-- Begin Data lines --

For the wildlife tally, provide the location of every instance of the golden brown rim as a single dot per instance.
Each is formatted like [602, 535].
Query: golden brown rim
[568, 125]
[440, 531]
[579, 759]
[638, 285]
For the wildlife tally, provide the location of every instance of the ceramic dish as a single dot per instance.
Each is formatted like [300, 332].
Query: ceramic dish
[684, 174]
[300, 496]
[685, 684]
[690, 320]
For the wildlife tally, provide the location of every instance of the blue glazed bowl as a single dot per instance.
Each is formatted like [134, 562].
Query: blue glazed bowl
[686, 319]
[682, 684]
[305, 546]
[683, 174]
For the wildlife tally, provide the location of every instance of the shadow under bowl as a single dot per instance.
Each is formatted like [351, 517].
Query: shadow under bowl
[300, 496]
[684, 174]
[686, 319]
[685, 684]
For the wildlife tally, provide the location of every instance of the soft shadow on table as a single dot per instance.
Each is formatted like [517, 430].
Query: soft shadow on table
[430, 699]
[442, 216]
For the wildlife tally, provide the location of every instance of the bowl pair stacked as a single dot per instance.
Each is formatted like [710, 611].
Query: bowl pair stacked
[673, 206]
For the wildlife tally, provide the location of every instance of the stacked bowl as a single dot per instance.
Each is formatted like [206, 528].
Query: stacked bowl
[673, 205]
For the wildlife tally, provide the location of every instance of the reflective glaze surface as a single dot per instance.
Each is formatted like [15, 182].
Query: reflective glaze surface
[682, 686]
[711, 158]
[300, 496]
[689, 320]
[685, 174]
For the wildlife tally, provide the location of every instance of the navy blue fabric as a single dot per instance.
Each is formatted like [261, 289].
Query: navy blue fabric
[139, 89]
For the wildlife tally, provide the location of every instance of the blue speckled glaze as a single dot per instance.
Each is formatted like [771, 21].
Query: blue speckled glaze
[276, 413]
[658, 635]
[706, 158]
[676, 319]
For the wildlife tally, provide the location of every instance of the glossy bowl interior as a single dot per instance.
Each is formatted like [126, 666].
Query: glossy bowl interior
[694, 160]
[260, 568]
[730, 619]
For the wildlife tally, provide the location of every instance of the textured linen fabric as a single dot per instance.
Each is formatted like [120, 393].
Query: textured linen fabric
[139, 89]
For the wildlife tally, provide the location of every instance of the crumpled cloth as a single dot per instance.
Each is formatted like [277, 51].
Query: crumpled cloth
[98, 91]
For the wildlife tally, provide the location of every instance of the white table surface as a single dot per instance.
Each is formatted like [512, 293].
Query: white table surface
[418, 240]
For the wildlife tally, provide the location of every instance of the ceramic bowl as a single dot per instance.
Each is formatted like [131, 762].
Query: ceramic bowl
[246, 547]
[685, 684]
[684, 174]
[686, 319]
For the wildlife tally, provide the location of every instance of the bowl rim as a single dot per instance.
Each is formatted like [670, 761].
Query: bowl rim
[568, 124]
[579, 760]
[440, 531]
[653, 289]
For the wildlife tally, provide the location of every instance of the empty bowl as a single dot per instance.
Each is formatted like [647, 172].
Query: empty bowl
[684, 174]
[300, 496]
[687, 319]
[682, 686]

-- End Data lines --

Copy exactly the lines of the listing above, beginning at the line with "linen fabric as a single dot per instance." and ending at its final line; write out nothing else.

For the wildlife tally, provide the location of every instance of the textured linen fabric as a single dot per instance.
Each is formatted like [120, 393].
Query: textured linen fabric
[139, 89]
For the wildlife tally, provide the location of every instance of the crumpled cloth as a single dot per instance.
Each is formatted like [277, 51].
Query: crumpled cloth
[98, 91]
For the wildlife tally, provide the location of every instance of the white table surface as a single dot per instance.
Each is formatted like [512, 293].
Query: white table surface
[418, 240]
For the wildlife tally, provide the location of every instance of the ceramic bowl as a single dot per instance.
Each is formatted like [131, 762].
Query: ceramic bowl
[246, 547]
[685, 684]
[684, 174]
[686, 319]
For the wildlife tally, provide the location of every instance of the bowl rim as a single dot per instance.
Each is formatted like [670, 761].
Query: bowl rim
[568, 124]
[579, 760]
[440, 531]
[653, 289]
For the wildlife tally, provide the location of every instance of the empty bowl as a single dot per instance.
Each is formatted like [647, 172].
Query: empty bowl
[684, 174]
[300, 496]
[687, 319]
[682, 686]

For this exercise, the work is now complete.